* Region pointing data
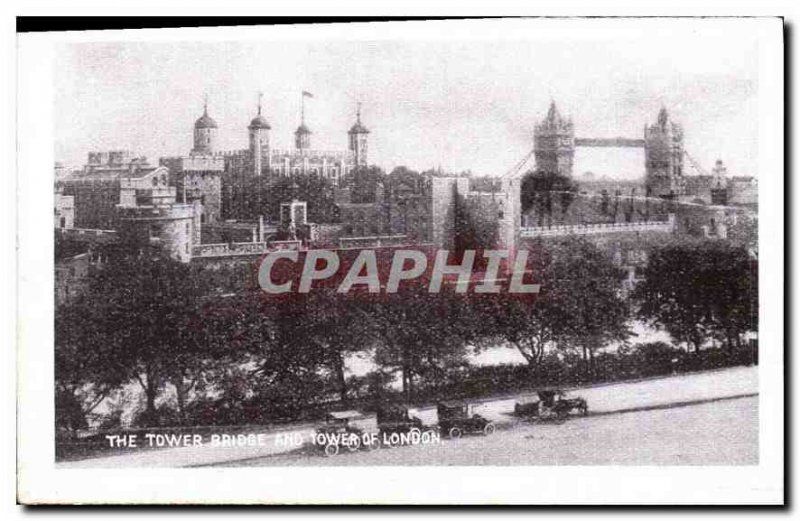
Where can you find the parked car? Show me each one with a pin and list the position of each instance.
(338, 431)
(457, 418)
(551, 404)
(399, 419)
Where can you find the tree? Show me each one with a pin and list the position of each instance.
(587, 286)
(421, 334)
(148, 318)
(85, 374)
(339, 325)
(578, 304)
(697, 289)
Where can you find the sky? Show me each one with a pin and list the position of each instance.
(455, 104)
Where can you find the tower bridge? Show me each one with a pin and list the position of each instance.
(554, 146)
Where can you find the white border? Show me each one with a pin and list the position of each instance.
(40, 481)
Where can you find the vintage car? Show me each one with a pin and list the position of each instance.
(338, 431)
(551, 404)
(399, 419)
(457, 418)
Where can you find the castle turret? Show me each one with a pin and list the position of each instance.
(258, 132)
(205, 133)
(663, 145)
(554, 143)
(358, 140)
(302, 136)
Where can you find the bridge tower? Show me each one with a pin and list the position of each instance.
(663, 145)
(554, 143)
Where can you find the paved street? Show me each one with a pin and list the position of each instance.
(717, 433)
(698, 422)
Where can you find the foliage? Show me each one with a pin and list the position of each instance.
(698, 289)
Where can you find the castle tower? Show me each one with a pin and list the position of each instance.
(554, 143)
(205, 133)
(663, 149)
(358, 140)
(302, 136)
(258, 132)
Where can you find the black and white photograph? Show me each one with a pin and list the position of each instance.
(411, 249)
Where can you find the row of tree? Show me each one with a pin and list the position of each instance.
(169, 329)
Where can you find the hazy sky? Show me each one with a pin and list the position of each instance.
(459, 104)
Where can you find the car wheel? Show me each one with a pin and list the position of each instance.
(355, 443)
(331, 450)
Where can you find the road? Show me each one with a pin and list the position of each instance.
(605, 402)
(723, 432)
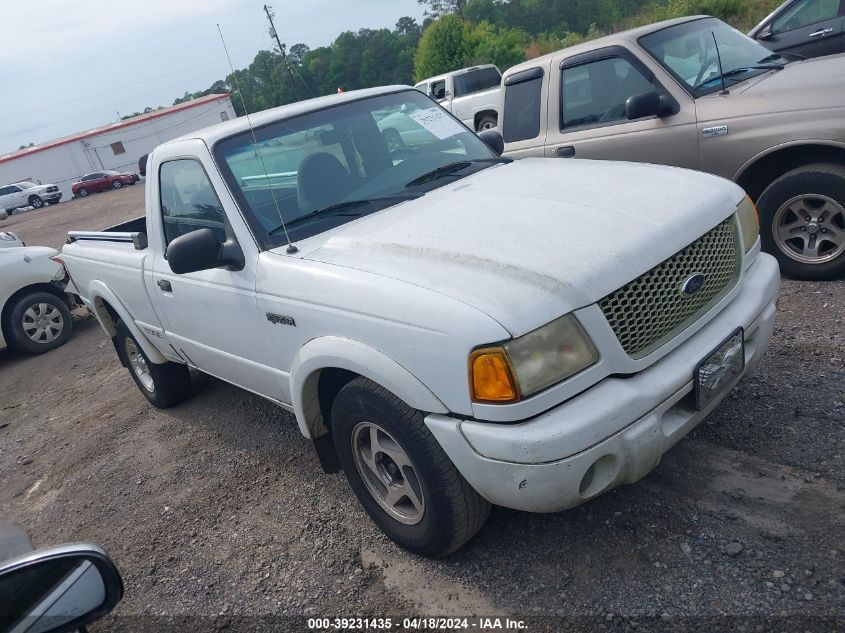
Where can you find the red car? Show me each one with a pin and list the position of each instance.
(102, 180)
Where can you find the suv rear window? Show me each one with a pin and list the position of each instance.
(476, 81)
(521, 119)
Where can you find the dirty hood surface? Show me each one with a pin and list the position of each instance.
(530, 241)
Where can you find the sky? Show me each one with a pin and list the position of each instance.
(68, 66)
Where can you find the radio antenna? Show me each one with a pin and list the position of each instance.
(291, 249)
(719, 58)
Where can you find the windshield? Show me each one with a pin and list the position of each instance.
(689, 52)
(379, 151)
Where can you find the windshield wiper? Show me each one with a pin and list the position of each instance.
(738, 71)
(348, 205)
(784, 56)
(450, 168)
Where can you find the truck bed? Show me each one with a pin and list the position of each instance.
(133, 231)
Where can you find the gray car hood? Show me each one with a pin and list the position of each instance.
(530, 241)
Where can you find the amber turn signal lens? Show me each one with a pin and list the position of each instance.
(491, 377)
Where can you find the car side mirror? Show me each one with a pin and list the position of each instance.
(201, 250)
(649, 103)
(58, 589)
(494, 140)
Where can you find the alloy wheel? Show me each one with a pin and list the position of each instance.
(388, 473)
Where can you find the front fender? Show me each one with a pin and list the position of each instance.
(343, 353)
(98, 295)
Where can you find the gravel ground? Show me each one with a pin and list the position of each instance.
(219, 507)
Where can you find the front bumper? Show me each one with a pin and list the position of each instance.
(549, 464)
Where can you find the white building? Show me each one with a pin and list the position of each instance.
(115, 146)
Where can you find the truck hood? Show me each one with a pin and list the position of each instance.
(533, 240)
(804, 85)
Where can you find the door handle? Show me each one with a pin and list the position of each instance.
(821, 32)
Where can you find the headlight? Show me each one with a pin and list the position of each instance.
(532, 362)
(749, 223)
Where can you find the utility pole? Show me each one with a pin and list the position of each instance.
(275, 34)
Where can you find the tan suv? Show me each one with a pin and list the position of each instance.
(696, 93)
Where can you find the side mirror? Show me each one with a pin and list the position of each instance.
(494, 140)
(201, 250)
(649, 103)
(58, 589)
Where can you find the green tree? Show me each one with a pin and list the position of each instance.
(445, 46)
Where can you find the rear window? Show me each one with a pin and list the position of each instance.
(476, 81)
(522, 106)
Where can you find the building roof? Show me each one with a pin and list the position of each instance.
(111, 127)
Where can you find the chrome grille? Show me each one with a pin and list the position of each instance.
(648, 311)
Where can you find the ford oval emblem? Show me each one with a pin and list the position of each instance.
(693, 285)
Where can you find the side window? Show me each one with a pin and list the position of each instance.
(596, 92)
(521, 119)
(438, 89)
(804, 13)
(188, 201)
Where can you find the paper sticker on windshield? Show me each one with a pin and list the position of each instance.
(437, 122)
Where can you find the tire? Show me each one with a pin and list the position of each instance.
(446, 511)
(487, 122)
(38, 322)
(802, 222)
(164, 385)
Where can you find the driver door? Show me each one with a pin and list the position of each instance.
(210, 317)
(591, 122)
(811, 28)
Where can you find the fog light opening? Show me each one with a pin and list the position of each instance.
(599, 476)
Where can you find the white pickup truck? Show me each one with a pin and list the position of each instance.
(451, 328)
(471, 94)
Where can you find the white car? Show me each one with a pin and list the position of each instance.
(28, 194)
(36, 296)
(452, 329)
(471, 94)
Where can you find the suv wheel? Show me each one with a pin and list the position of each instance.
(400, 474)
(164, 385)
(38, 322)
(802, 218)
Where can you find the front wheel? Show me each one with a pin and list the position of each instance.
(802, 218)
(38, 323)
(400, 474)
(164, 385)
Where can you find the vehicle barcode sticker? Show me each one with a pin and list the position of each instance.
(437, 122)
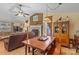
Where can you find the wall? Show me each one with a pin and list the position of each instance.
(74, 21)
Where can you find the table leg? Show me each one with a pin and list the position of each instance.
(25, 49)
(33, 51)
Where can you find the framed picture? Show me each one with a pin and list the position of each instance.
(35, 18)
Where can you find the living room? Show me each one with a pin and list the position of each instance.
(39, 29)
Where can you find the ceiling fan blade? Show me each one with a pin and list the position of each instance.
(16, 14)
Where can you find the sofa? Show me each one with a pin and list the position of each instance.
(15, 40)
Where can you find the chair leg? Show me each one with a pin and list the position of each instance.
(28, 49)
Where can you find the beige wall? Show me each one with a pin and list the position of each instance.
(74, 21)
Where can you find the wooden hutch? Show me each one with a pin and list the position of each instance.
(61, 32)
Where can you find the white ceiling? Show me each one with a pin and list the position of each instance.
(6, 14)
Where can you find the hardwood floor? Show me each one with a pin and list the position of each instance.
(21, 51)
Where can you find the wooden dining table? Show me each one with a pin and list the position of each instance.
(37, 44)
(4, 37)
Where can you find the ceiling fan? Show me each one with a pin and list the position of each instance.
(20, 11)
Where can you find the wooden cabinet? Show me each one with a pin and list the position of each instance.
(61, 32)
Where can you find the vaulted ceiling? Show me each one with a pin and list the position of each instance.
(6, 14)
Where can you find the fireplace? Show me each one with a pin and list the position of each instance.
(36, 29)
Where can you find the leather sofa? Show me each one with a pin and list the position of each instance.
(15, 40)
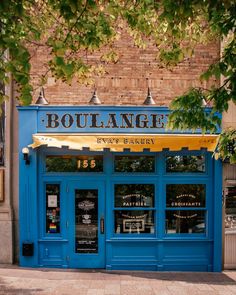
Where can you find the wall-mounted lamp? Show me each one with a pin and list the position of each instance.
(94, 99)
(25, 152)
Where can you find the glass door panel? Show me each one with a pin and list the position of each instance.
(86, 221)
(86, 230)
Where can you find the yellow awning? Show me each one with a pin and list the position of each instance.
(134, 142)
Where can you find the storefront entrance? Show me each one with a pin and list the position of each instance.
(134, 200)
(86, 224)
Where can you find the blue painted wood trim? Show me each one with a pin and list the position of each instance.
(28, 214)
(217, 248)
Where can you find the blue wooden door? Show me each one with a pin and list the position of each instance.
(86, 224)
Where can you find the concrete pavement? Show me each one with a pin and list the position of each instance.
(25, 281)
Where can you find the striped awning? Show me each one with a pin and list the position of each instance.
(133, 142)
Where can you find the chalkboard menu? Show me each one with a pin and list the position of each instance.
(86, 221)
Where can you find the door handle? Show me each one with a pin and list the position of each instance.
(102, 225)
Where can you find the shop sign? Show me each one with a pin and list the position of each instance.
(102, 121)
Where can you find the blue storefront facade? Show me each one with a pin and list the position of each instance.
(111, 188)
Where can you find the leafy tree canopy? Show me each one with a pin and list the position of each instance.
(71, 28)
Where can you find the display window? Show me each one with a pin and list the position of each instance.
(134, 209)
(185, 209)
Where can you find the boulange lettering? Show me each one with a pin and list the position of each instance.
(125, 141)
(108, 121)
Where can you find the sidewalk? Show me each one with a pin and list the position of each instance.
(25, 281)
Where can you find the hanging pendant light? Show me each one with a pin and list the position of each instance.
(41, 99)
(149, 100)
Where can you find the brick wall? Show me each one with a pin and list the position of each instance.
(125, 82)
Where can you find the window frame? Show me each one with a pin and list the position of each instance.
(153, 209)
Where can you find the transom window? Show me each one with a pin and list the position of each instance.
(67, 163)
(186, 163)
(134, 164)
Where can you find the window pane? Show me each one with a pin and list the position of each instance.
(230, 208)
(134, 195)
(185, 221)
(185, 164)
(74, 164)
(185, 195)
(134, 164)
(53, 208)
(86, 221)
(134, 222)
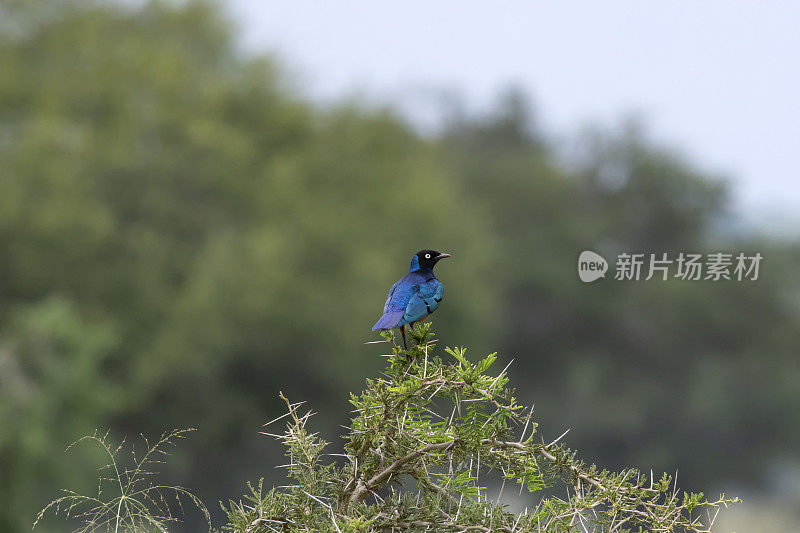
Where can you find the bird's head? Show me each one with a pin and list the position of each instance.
---
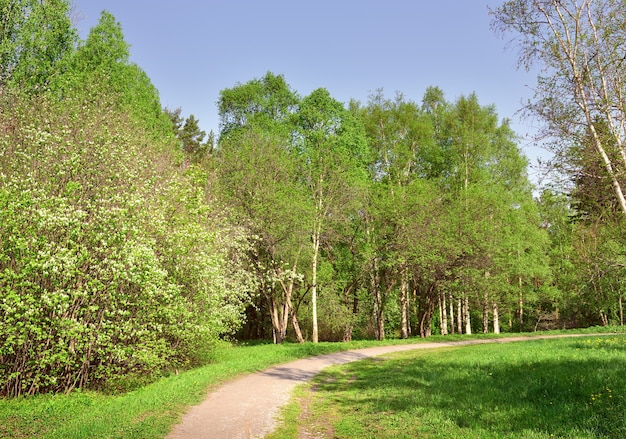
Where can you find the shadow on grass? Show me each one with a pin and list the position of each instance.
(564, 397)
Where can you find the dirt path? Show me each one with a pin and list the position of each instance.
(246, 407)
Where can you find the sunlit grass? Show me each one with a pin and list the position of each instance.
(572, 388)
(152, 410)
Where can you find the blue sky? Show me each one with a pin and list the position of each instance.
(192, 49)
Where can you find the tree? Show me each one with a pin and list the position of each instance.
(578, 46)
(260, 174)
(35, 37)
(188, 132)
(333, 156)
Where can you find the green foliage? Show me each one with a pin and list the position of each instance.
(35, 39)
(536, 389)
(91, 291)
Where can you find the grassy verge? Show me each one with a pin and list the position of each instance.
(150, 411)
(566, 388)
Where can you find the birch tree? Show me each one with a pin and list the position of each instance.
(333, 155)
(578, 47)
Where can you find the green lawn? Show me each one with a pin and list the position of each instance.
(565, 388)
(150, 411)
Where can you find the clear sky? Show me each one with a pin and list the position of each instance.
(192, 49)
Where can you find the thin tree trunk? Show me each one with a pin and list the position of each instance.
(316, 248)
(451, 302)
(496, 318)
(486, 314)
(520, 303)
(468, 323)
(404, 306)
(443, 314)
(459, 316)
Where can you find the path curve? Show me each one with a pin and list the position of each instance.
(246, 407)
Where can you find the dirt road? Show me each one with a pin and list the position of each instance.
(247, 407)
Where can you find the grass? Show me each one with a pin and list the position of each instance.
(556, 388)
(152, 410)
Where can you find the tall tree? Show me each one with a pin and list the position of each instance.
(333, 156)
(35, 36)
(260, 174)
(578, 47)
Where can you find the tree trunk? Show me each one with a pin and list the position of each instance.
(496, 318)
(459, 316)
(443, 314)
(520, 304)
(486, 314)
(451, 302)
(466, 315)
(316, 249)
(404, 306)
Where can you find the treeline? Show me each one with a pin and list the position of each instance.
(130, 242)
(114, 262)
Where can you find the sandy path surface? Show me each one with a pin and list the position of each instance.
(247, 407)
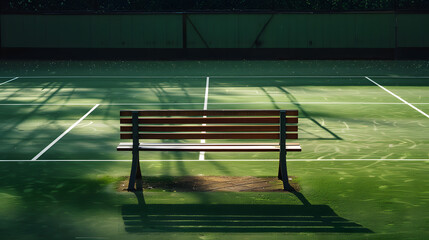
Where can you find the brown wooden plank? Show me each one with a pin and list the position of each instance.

* AIM OF THE EXERCISE
Write out exactly the lines above between the one with "Where can you find the sandy" and the one with "Where can you find the brown", inclusive, with pictures left out.

* RESPONSE
Where can you find the sandy path surface? Show me each one with a pin and list the position of each instance.
(247, 407)
Where can you find the brown wooden plank? Show me each one with a pin and list the position of each instance.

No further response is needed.